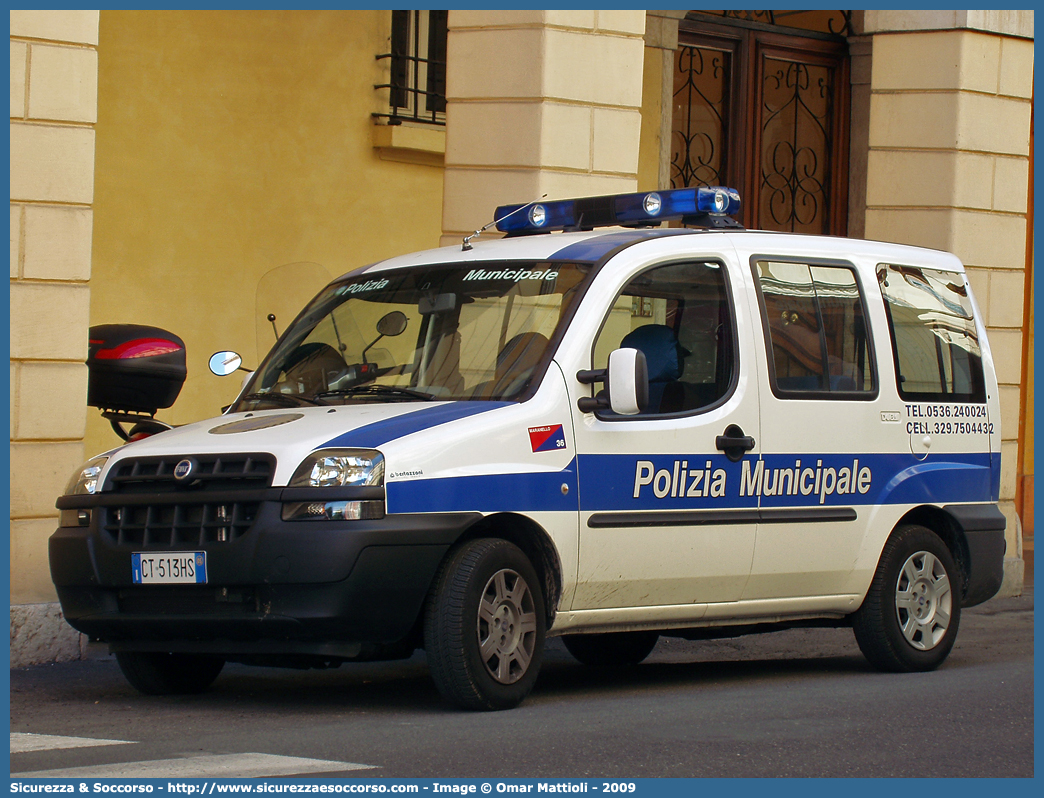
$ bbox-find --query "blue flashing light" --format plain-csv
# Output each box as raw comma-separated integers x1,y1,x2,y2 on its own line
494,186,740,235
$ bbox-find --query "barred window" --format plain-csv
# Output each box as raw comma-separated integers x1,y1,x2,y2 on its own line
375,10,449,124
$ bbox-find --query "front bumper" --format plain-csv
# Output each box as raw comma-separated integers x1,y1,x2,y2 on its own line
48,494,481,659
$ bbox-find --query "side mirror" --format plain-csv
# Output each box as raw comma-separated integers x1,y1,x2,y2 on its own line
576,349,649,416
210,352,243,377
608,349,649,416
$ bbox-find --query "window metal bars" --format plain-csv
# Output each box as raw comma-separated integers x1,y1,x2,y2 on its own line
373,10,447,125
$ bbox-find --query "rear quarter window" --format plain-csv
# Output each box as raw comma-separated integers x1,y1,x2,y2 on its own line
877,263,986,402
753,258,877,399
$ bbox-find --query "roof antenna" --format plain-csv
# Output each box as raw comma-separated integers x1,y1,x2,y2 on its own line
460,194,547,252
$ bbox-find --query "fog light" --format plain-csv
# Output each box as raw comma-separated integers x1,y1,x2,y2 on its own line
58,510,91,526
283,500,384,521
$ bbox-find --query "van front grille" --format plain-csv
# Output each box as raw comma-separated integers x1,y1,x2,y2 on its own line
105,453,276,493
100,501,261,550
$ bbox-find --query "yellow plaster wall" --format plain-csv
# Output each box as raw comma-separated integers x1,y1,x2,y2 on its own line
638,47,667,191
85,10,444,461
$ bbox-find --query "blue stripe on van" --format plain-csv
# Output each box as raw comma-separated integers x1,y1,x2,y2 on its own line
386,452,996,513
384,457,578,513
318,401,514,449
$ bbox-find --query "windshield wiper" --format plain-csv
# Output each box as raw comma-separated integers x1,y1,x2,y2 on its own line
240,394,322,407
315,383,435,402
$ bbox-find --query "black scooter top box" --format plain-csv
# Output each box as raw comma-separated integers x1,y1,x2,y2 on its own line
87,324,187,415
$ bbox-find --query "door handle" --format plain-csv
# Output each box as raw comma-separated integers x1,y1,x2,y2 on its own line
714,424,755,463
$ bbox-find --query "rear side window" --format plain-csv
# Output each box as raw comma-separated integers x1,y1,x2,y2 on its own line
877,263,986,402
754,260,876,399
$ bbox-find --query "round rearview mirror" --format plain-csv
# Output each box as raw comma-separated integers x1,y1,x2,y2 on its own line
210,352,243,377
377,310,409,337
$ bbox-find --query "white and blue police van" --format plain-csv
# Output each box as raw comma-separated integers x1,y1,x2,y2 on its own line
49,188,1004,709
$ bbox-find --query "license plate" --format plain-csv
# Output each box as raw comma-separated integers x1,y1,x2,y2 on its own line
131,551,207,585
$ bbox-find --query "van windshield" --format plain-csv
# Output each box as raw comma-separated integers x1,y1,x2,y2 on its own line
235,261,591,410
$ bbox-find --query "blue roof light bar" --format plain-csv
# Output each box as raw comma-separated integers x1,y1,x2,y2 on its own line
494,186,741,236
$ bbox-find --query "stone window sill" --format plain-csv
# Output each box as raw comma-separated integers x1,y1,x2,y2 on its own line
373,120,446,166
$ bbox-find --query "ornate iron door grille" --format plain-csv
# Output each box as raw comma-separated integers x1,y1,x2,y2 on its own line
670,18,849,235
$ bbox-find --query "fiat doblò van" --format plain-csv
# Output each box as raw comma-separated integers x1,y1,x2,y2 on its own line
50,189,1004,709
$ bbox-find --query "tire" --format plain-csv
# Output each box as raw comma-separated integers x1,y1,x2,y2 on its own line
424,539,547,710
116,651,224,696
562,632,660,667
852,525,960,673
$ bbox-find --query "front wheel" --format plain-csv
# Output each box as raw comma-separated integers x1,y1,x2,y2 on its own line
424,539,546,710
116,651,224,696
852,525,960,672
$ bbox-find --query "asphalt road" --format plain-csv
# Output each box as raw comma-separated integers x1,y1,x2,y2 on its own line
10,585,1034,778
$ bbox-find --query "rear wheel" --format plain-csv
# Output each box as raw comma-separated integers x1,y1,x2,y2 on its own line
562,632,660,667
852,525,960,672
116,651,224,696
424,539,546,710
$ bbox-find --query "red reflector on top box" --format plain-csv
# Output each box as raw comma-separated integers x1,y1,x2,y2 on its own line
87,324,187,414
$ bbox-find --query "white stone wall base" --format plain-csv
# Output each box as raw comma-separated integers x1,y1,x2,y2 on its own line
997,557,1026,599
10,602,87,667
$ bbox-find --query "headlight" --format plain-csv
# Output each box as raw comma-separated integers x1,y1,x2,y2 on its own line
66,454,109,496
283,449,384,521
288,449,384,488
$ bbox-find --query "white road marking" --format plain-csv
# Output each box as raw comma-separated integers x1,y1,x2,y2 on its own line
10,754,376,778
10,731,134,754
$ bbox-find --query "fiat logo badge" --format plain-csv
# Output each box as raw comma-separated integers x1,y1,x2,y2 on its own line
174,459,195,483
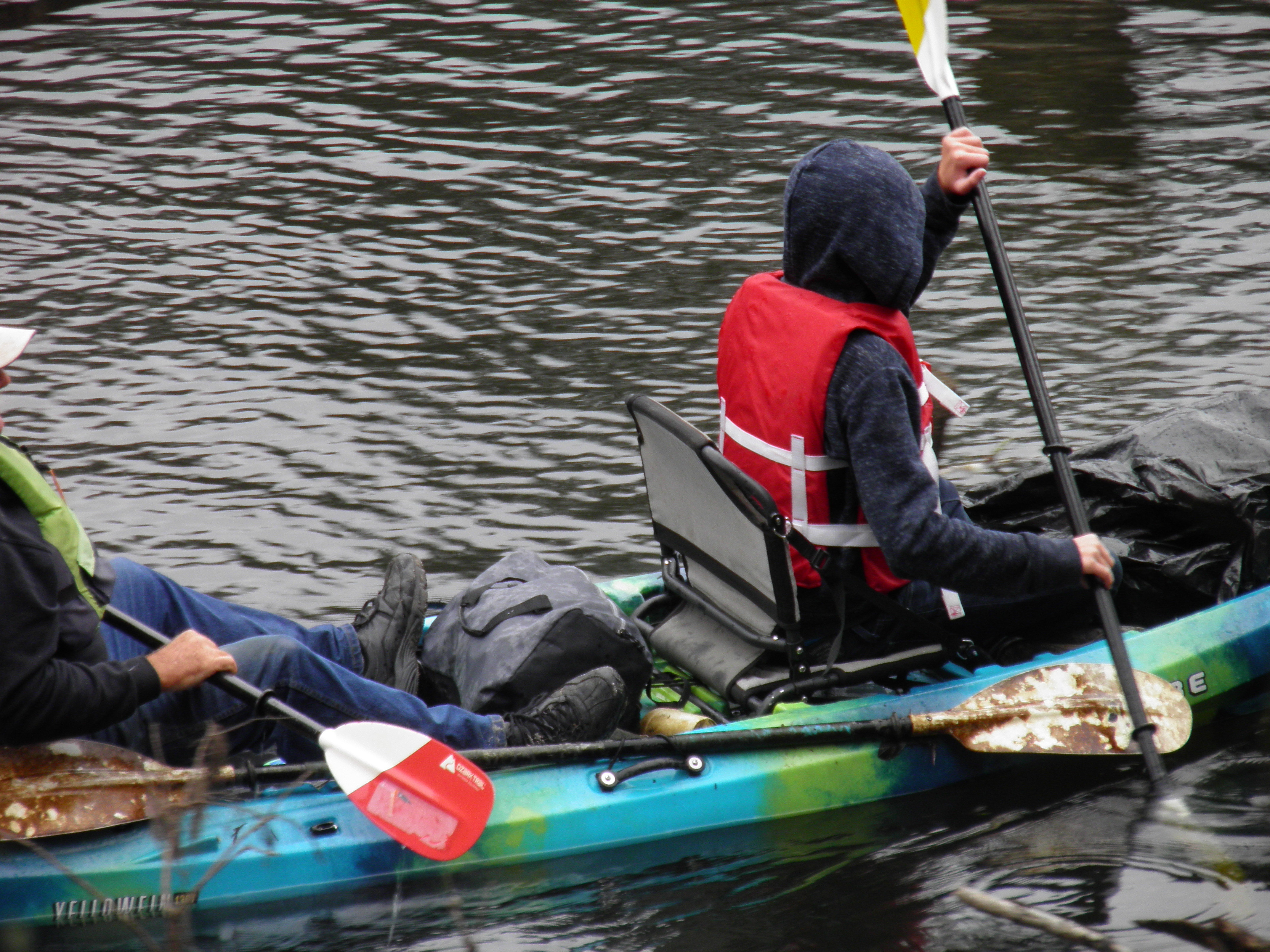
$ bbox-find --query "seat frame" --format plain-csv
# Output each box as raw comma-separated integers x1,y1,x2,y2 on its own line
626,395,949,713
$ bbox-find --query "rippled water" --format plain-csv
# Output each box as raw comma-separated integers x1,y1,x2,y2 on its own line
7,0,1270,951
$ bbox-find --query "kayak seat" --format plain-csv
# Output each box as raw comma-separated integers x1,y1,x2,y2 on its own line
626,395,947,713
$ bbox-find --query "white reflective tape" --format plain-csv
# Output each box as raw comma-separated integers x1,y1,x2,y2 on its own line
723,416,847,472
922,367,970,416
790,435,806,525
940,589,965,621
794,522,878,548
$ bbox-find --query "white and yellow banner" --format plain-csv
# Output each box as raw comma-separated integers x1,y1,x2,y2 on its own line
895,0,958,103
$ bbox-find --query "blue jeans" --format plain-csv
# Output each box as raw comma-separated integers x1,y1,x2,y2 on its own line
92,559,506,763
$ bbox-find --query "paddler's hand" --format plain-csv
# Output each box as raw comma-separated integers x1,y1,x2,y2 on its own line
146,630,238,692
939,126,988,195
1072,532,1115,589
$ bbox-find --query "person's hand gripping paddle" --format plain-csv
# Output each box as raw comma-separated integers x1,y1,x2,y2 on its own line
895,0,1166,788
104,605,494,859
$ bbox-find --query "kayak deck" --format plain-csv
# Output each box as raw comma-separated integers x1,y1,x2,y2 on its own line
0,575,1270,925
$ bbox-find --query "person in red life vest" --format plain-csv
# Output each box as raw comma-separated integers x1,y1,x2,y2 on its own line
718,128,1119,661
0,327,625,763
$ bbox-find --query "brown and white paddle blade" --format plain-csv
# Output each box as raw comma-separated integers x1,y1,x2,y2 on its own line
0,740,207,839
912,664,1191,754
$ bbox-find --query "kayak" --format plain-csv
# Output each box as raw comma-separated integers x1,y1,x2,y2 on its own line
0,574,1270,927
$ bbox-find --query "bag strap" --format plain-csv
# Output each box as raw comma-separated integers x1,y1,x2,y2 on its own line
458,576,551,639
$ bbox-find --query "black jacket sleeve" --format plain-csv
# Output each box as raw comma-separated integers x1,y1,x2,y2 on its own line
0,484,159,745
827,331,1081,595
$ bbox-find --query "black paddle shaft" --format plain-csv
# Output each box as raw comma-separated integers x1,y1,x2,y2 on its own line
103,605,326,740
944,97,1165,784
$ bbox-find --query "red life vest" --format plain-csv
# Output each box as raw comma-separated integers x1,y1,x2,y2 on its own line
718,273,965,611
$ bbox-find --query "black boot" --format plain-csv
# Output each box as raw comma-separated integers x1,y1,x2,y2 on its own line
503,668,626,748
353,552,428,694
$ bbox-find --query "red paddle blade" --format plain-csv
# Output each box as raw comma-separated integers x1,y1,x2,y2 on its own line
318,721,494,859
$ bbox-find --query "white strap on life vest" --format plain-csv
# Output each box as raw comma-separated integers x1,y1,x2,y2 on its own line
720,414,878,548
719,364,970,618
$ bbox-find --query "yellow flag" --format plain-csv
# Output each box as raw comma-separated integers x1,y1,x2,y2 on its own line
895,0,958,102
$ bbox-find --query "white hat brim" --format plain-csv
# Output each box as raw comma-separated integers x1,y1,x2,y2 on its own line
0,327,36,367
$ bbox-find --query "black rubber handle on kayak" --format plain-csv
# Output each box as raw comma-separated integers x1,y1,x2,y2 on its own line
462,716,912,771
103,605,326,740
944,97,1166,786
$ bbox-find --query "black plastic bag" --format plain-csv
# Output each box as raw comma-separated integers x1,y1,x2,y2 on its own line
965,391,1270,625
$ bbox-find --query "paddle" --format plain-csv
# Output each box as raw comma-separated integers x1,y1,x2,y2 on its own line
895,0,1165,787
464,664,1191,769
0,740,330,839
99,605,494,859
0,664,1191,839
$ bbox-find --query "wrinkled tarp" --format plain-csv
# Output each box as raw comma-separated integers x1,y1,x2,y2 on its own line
———
TO BE DONE: Write out the data again from its start up to and including the line with "753,258,877,399", requests included, with every bounding box coordinate shifted by -74. Leave the pictures out.

ANSWER FOR THIS EXERCISE:
$ bbox-find --query "blue flashing light" --format plain-csv
# Output each box as raw comma-separated integers x1,y1,x2,y2 on its own line
420,112,666,161
$ bbox-find --query "barred window" --format plain-csv
# Output each box as raw comma-separated integers x1,y1,x2,y2 on its own line
301,-64,375,50
$ bbox-find --query "front bumper" --format plain-csv
# Output each box as raw comma-separated integers x1,y1,x2,y2 on its own line
-26,420,407,585
$ bbox-find --query "side mirror" --format plain-csv
# Output each box as raw comma-separated integers x1,y1,x2,y2 on its own line
502,275,575,342
136,278,169,303
534,275,575,342
$ bbox-find --query "window metal bars" --format plain-csv
# Output each box as raw comma-separated integers x1,y1,x2,y2 on its own line
299,-64,373,51
$ bbox-find --query "rear quarter window" --format plain-csv
# Output each box as raw comma-separated integers x1,y1,x2,y2 on its own line
803,189,912,328
679,184,803,325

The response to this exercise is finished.